▶ WORK INSTRUCTIONS:
Copy every record below, exactly as written.

■ ■ ■ ■

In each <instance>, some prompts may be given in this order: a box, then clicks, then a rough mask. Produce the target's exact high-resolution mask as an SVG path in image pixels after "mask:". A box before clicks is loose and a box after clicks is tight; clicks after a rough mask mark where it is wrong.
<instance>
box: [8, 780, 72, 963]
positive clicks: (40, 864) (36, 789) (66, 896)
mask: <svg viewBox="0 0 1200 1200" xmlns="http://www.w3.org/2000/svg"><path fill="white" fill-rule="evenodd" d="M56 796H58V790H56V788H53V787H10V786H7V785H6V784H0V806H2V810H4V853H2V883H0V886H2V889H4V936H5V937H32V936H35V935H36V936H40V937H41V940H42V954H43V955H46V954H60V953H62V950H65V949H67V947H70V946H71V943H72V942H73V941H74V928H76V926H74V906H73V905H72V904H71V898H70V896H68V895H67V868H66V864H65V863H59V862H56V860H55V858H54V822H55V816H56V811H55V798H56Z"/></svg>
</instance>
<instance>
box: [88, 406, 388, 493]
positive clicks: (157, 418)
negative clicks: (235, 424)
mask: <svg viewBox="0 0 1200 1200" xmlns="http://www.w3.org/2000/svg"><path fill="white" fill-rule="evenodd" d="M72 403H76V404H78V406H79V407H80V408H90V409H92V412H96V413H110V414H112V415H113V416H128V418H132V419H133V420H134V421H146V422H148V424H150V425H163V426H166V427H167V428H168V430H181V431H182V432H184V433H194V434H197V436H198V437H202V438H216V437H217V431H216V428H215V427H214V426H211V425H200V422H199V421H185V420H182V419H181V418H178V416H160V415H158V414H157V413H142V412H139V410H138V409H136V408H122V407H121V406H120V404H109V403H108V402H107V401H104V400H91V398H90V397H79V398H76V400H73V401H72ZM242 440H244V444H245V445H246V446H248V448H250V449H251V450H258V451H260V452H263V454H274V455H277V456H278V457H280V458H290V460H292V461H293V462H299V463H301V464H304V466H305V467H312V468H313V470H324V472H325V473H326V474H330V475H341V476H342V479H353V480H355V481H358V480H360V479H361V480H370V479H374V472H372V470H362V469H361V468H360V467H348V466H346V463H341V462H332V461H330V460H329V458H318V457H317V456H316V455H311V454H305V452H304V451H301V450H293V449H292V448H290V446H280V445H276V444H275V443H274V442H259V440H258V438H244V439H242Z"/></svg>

■ ■ ■ ■

▶ TASK RESULT:
In each <instance>, some prompts may be given in this order: a box, then clicks, then a rough mask. Produce the target's exact high-resolution mask as an SVG path in image pixels after "mask:". A box before clicks is loose and a box after clicks is tight; clicks after a rough mask mark where it is wrong.
<instance>
box: [8, 780, 72, 963]
positive clicks: (40, 864) (36, 789) (66, 896)
mask: <svg viewBox="0 0 1200 1200" xmlns="http://www.w3.org/2000/svg"><path fill="white" fill-rule="evenodd" d="M56 796H58V790H56V788H53V787H10V786H7V785H6V784H0V806H2V810H4V853H2V883H0V886H2V889H4V936H5V937H32V936H35V935H36V936H40V937H41V940H42V954H43V955H46V954H60V953H62V950H65V949H67V947H70V946H71V943H72V942H73V941H74V928H76V926H74V906H73V905H72V904H71V898H70V896H68V895H67V868H66V864H65V863H59V862H56V860H55V858H54V822H55V816H56V811H55V798H56Z"/></svg>
</instance>
<instance>
box: [88, 406, 388, 493]
positive clicks: (157, 418)
negative clicks: (235, 424)
mask: <svg viewBox="0 0 1200 1200" xmlns="http://www.w3.org/2000/svg"><path fill="white" fill-rule="evenodd" d="M72 403H76V404H78V406H79V407H80V408H90V409H92V412H96V413H110V414H112V415H113V416H128V418H132V419H133V420H134V421H146V422H148V424H150V425H163V426H166V427H167V428H168V430H181V431H182V432H184V433H194V434H197V436H198V437H202V438H216V437H217V431H216V428H215V427H214V426H211V425H200V422H199V421H185V420H182V419H181V418H178V416H160V415H158V414H157V413H142V412H139V410H138V409H136V408H122V407H121V406H120V404H109V403H108V402H107V401H104V400H91V398H90V397H79V398H76V400H73V401H72ZM242 440H244V444H245V445H246V446H248V448H250V449H251V450H258V451H260V452H263V454H274V455H277V456H278V457H280V458H290V460H292V461H293V462H299V463H301V464H304V466H305V467H312V468H313V470H324V472H325V473H326V474H330V475H341V476H342V479H353V480H355V481H358V480H360V479H361V480H370V479H374V472H372V470H362V469H361V468H360V467H348V466H346V463H341V462H332V461H330V460H329V458H318V457H317V456H316V455H311V454H305V452H304V451H301V450H293V449H292V448H290V446H280V445H276V444H275V443H274V442H259V440H258V438H244V439H242Z"/></svg>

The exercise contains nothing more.